Copy down each of the following lines word for word, keeping every character unchanged.

>>>

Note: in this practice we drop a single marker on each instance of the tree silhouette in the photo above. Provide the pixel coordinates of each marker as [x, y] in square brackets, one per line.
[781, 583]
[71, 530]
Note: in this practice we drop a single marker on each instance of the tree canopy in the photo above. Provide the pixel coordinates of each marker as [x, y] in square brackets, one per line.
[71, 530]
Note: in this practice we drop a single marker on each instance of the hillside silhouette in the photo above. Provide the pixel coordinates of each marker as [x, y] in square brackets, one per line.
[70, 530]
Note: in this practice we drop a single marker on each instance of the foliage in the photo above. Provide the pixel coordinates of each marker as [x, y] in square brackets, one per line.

<<<

#### ANSWER TO THIS EXERCISE:
Note: in this practice we drop a single marker on each instance of the tree silhouette in the photo above. Provide the pixel coordinates of each marker as [x, y] in square brackets, one per line.
[781, 583]
[71, 530]
Note: in this practice we drop a single marker on each instance of the tree canopy in the photo above. Provide the pixel coordinates of each marker as [x, y] in square brackets, one per line.
[71, 530]
Note: in this practice we drop a single marker on each instance of the hillside silhouette in the photo above. Provide the pixel coordinates of each marker as [x, y] in square brackets, one per line.
[70, 530]
Note: in this practice we drop a single marker on each instance of the foliage in the photo above. Provide the pixel coordinates of each marker as [x, y] in square brackets, one per line.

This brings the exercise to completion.